▶ _Data supplied_:
■ ■ ■ ■
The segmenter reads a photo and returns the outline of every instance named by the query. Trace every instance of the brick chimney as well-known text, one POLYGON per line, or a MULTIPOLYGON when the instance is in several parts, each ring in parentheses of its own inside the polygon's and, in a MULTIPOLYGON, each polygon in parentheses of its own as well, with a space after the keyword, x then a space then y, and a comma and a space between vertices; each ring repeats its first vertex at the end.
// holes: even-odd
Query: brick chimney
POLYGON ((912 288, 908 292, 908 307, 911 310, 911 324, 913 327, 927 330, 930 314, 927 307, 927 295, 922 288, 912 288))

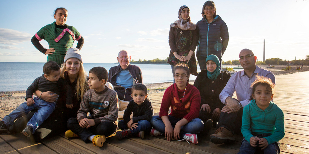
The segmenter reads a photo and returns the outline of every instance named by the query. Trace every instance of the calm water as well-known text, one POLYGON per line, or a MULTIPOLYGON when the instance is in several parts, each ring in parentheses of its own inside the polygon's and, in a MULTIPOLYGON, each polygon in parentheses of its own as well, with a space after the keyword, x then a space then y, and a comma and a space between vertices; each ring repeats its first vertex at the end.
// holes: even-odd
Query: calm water
MULTIPOLYGON (((0 91, 26 90, 35 79, 42 75, 44 63, 0 62, 0 91)), ((85 63, 83 64, 85 71, 88 73, 89 70, 94 67, 101 66, 108 71, 111 67, 119 64, 85 63)), ((173 76, 169 65, 134 65, 141 68, 143 73, 143 81, 145 84, 173 82, 173 76)), ((198 65, 197 70, 200 71, 198 65)), ((193 79, 196 77, 191 75, 190 79, 193 79)))

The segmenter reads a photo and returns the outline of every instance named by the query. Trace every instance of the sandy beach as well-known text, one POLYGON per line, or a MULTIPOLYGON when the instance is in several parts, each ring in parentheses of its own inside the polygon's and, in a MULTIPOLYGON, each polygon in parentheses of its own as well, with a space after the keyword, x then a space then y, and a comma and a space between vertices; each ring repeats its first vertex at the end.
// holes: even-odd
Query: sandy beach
■ ■ ■ ■
▶ _What to produce_:
Lay out all the lines above as a Markdown table with the columns Row and Line, numbering each row and skipping blank lines. Omit the pictures.

▶ _Reply_:
| Row | Line |
|---|---|
| 1 | The segmenter reads a photo and returns the outline of every instance named by the query. Trace every instance of the brick chimney as well-known text, one POLYGON per line, or a MULTIPOLYGON when the instance is in several parts, each ring in parentheses of its own inside the polygon's and, in a MULTIPOLYGON, each polygon in parentheses of its own as well, with a space after the keyword, x then a space then y, and a comma and a space between vertices; each ring repeats its first vertex at the end. |
| 2 | // holes: even-odd |
| 3 | Query: brick chimney |
| 4 | POLYGON ((912 288, 908 292, 908 307, 911 310, 911 324, 913 327, 927 330, 930 314, 927 307, 927 295, 922 288, 912 288)) |
| 5 | The segmenter reads a photo and returns the outline of every instance named by the query. Trace every instance of the calm water as well-known text, one POLYGON per line, or a MULTIPOLYGON when the instance is in several parts, each ring in parentheses of its own inside the polygon's and, in a MULTIPOLYGON, each polygon in parentheses of its own as well, with a space after the keyword, x then a space then y, and a comma and a space between vertices; each ring repeats its first vertex at the end. |
| 6 | // holes: even-odd |
| 7 | Query: calm water |
| 8 | MULTIPOLYGON (((0 91, 26 90, 35 79, 42 75, 44 63, 0 62, 0 91)), ((85 63, 83 64, 85 71, 88 73, 89 70, 94 67, 101 66, 108 71, 111 67, 119 64, 85 63)), ((173 76, 169 65, 134 65, 141 68, 143 73, 143 81, 145 84, 173 82, 173 76)), ((198 65, 197 70, 200 71, 198 65)), ((193 79, 196 77, 191 75, 190 79, 193 79))) |
| 9 | The segmenter reads a photo and returns the outline of every instance named by the query. Trace every instance of the sandy beach as well-known text, one POLYGON per line, or a MULTIPOLYGON when the instance is in several parts, each ring in parentheses of its own inside the polygon's and, in a MULTIPOLYGON, each polygon in parentheses of its own as well, with a space after the keyword, x then a space then y, and a comma and a space between vertices; each ring repeats its first vertex at the end. |
| 10 | // holes: even-odd |
| 11 | Query: sandy beach |